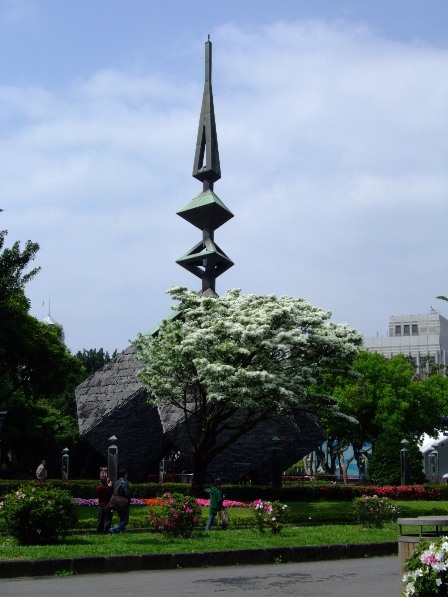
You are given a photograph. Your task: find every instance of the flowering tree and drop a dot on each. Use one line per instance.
(257, 356)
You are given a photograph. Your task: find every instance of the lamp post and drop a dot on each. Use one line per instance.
(276, 462)
(3, 415)
(404, 463)
(65, 464)
(112, 459)
(434, 463)
(362, 470)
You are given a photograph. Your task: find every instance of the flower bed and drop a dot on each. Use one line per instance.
(159, 502)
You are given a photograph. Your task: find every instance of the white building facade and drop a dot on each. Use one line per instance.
(416, 336)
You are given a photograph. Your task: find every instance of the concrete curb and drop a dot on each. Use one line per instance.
(100, 564)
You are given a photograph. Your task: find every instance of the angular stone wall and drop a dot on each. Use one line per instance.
(113, 402)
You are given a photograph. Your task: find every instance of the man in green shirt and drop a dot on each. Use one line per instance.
(216, 499)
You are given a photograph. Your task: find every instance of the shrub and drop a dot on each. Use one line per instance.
(38, 515)
(374, 511)
(426, 571)
(271, 515)
(178, 515)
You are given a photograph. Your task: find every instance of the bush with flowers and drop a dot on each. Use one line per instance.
(38, 515)
(271, 515)
(426, 571)
(177, 515)
(374, 511)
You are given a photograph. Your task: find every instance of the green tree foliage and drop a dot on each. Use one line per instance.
(384, 463)
(36, 368)
(255, 355)
(388, 399)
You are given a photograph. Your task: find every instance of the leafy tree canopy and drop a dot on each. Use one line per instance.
(254, 354)
(36, 369)
(388, 400)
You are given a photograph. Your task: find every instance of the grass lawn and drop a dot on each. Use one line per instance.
(143, 543)
(315, 528)
(323, 512)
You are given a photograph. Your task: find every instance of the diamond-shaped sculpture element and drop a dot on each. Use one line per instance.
(206, 260)
(206, 164)
(206, 211)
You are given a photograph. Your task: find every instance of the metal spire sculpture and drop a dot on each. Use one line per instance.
(206, 211)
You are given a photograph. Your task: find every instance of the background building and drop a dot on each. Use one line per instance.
(422, 337)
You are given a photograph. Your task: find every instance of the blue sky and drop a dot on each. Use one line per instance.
(332, 125)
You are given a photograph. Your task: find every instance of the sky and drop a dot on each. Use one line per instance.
(332, 120)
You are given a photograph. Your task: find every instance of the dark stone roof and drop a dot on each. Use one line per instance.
(111, 388)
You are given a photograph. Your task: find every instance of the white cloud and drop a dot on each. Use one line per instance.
(333, 152)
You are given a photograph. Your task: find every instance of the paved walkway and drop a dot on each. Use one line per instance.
(364, 577)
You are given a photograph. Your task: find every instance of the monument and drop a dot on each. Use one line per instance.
(151, 440)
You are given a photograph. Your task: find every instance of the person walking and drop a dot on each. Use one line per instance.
(104, 492)
(122, 489)
(216, 499)
(41, 472)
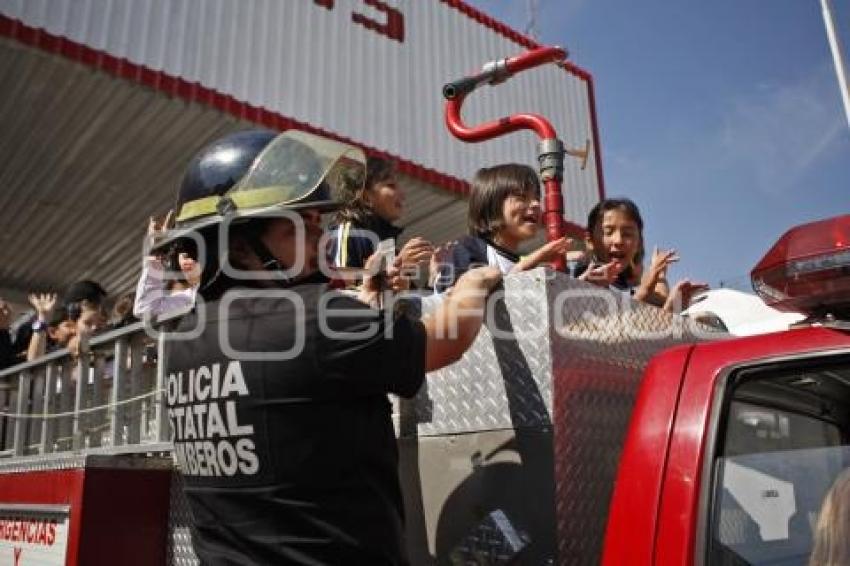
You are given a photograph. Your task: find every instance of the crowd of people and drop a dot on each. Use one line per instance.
(260, 440)
(504, 213)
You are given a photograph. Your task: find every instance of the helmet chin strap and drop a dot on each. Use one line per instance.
(268, 260)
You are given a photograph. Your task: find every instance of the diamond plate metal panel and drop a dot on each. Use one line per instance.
(563, 353)
(180, 551)
(504, 380)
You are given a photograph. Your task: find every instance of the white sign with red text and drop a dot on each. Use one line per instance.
(33, 535)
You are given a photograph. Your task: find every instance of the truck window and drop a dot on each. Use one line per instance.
(785, 442)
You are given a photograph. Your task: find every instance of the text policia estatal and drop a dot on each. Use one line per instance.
(208, 439)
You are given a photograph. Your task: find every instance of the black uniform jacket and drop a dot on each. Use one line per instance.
(282, 426)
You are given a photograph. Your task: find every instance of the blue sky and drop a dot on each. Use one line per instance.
(721, 119)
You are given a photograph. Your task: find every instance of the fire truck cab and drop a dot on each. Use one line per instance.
(733, 445)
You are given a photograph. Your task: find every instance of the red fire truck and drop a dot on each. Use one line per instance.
(552, 441)
(734, 444)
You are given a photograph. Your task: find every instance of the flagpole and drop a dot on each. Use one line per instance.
(837, 55)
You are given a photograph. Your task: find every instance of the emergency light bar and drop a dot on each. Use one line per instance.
(808, 269)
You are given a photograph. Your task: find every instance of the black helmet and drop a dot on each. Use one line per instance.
(214, 170)
(253, 172)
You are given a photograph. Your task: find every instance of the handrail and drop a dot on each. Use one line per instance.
(108, 399)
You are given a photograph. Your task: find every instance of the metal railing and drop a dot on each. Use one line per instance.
(106, 400)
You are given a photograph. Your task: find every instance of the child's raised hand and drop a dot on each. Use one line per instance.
(661, 260)
(602, 275)
(415, 252)
(548, 252)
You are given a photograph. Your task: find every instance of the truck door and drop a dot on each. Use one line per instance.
(779, 489)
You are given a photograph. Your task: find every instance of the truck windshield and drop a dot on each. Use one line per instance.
(781, 491)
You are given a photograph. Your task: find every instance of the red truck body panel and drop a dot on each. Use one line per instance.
(654, 511)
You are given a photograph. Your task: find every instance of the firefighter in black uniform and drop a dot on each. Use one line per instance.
(277, 404)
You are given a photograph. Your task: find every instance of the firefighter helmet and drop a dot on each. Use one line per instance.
(255, 172)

§

Rewrite the lines starting at the one that contains "of the child's" and ending at the end of the records, replacing "truck" with "engine" and leaving everything else unchanged.

CORRECT OUTPUT
You are given a photograph. Your task: find every instance of the child's raised hand and drop a dot on each. Use one line per instance.
(661, 260)
(602, 275)
(415, 252)
(548, 252)
You are given a photograph. Your task: find every instance of the engine door and drop a dot on each. Use one line per instance.
(779, 489)
You are given a photograph. Your task: find every instance of the engine windshield and drop a dot on each. Use one line per instance.
(781, 491)
You are given a photograph. Your task: find every instance of the red engine body panel and drop a dot on each. Use one line per instance.
(654, 511)
You are given a photograph. Your task: find every instance of the firefighter in black uniform and drop a dot on each. Use one line per instance.
(277, 404)
You are given a photograph. Your task: find every instance of the firefighter helmet and drop a dot on each. Use one line per instance.
(255, 172)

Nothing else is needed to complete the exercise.